Extracted records
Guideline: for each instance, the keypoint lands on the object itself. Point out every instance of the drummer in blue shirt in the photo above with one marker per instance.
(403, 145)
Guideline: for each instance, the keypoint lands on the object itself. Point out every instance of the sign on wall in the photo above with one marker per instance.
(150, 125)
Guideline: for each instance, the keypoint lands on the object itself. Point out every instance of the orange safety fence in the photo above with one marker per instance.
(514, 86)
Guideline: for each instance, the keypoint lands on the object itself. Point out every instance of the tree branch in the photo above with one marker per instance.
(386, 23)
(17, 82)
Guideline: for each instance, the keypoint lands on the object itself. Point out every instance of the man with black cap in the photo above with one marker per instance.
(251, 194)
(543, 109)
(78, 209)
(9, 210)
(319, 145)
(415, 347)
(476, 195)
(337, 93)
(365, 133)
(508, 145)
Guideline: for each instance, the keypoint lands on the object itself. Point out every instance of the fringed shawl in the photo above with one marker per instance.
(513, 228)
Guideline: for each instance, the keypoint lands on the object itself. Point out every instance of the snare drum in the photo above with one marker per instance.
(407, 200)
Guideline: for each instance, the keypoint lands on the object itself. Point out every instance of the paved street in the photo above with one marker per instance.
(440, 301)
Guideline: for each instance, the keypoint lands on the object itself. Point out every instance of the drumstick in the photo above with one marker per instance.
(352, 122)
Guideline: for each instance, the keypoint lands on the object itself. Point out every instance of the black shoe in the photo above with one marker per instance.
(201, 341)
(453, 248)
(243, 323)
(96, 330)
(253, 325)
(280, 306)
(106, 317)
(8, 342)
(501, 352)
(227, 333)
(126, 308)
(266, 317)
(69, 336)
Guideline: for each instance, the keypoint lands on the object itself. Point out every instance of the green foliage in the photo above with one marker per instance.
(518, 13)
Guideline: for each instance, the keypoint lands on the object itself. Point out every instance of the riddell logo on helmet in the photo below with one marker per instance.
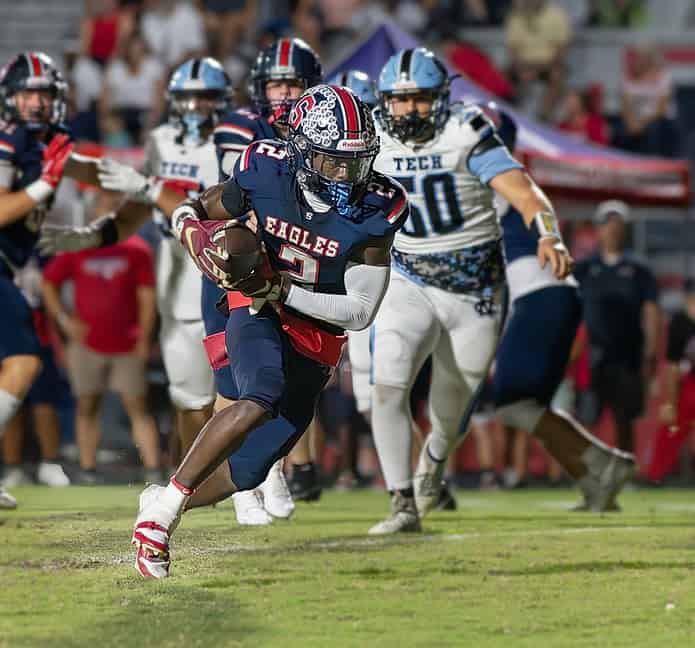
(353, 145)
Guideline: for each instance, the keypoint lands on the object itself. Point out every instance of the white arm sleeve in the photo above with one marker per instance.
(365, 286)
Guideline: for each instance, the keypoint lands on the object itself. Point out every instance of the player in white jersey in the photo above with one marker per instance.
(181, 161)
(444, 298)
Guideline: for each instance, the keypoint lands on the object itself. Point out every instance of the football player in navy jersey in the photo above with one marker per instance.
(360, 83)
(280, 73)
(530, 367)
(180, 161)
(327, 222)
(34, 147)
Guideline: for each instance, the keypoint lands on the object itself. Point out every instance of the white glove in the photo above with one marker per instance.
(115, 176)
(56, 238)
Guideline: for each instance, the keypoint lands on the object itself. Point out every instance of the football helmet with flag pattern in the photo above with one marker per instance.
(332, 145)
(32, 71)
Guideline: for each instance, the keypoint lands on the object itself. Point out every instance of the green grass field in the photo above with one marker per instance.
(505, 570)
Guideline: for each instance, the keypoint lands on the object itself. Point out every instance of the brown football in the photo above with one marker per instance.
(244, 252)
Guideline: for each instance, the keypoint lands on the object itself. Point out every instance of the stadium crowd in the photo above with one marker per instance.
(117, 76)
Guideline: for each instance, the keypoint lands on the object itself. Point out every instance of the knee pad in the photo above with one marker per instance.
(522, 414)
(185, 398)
...
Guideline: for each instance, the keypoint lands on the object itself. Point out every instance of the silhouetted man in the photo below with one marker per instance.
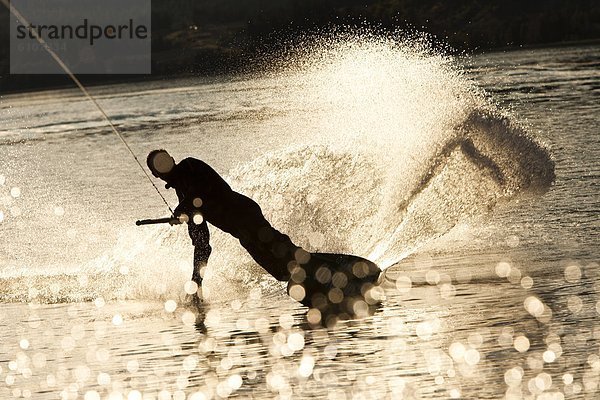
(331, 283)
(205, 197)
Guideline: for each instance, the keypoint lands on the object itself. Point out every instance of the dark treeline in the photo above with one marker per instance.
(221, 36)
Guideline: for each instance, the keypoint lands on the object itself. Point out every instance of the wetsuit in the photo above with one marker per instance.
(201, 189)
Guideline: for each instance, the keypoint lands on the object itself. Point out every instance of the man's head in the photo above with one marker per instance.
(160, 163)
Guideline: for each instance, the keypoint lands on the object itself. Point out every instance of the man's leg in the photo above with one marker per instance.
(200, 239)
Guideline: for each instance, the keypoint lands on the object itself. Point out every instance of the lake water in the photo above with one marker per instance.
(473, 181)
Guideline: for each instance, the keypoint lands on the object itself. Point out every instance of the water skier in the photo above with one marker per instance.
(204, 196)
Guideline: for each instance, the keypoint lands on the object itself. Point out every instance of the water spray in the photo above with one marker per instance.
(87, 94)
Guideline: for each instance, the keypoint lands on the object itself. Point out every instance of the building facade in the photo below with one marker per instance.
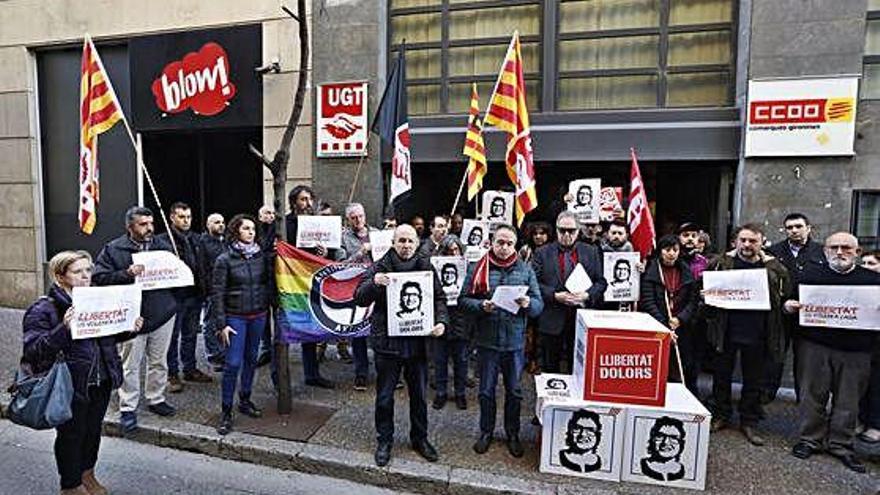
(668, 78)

Required work:
Count the rows that contain the word "below" and reply with the number alone.

Completed task:
3